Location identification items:
──────

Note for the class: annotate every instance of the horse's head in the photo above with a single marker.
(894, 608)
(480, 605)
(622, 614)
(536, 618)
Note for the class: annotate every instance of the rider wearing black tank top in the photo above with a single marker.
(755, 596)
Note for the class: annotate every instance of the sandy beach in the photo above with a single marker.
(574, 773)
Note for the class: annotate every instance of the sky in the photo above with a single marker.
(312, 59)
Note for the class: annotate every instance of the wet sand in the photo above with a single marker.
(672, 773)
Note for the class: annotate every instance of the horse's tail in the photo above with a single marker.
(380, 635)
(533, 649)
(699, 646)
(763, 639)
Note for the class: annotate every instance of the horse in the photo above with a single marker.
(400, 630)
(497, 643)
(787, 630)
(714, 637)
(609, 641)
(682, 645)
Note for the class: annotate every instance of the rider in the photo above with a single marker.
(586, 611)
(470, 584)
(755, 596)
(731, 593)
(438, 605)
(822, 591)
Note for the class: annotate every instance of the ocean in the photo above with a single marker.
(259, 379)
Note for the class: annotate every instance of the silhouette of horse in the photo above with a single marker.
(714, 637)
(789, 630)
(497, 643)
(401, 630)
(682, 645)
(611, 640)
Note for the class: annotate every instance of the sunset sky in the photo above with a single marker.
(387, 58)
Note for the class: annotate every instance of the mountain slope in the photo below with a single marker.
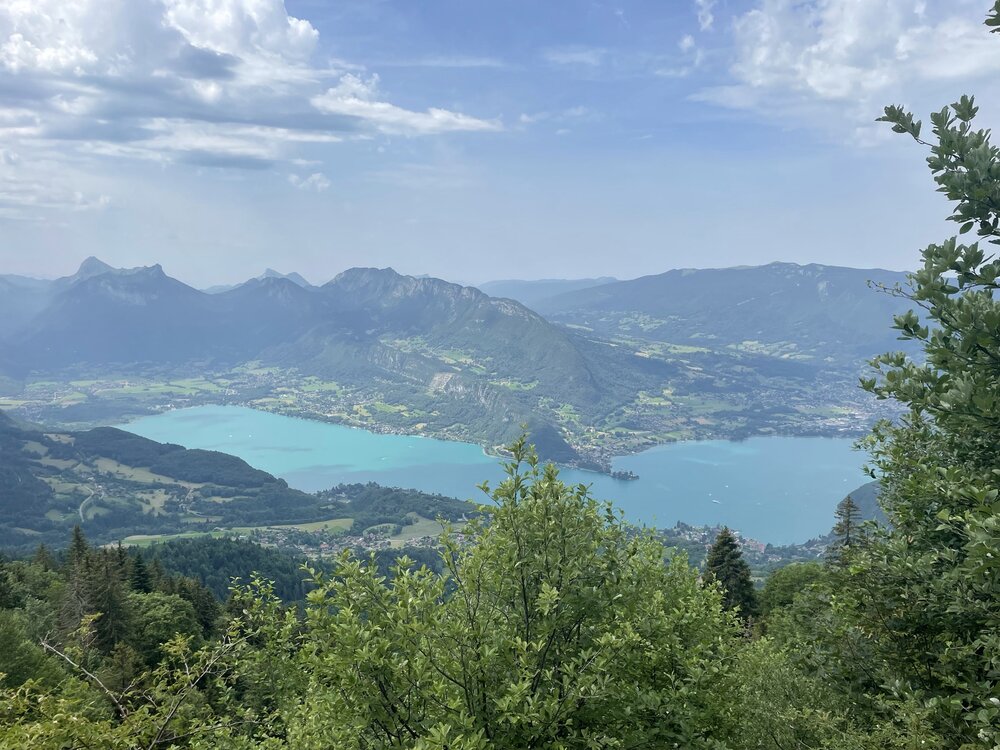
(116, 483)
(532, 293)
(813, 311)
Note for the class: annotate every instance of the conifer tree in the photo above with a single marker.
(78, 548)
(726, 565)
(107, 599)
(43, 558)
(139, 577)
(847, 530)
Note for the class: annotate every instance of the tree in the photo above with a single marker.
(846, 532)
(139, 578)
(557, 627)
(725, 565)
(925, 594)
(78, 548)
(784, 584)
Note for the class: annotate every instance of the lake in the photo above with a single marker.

──────

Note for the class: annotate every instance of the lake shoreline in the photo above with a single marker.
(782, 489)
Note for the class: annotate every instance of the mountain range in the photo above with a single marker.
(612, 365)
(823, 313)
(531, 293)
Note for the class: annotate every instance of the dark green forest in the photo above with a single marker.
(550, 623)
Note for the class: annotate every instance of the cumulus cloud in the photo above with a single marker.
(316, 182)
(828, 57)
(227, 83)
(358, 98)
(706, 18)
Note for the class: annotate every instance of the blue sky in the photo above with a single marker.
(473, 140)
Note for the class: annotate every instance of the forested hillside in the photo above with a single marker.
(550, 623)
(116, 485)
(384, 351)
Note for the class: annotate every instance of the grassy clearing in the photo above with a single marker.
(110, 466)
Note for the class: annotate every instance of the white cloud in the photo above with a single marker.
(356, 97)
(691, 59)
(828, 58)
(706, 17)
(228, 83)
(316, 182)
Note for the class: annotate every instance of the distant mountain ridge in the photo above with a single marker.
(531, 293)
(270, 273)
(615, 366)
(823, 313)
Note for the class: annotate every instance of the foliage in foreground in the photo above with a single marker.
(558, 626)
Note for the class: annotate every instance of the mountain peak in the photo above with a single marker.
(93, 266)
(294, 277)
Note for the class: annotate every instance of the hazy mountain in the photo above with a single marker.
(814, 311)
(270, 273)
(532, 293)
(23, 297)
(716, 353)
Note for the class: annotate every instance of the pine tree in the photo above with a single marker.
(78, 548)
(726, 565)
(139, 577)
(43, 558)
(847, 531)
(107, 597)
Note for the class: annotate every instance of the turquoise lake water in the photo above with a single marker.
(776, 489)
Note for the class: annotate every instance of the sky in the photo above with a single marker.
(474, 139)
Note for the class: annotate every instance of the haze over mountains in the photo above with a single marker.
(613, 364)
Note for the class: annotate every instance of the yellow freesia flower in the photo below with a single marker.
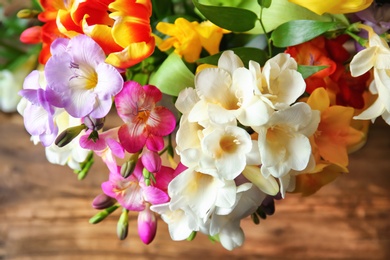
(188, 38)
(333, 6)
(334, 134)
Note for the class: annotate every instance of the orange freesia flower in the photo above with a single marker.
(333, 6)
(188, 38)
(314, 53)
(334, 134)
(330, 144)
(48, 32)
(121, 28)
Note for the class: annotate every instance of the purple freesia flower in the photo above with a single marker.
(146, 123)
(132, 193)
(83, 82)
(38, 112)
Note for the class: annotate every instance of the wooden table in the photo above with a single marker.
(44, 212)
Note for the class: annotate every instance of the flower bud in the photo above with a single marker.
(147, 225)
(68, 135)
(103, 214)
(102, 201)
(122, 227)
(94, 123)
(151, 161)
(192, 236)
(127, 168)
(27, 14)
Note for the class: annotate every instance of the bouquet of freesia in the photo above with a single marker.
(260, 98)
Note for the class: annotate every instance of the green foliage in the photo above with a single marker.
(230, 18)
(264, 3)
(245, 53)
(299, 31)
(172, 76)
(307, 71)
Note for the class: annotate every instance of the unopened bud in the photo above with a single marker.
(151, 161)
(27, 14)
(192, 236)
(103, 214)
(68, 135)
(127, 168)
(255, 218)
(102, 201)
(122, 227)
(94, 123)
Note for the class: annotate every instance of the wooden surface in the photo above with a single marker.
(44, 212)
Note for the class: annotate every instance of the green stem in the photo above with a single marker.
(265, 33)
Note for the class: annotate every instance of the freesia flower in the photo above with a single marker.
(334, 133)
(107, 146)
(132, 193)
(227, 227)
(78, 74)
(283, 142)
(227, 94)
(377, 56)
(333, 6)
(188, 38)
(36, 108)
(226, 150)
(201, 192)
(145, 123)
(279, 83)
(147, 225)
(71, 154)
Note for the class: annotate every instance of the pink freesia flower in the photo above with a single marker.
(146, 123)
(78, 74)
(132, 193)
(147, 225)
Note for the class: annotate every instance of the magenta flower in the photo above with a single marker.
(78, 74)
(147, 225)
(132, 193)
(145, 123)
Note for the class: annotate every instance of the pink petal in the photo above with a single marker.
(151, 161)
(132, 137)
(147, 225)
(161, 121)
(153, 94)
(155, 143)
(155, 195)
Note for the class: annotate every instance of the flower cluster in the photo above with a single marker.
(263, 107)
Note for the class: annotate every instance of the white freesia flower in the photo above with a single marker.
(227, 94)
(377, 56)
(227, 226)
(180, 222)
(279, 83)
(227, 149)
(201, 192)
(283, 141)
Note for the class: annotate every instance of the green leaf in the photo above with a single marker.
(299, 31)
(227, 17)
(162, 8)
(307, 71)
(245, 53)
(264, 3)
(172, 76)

──────

> _Work required_:
Count the lines in the records above that contain the string "lake", treating case as significant, and give only the number.

> _Correct result_:
3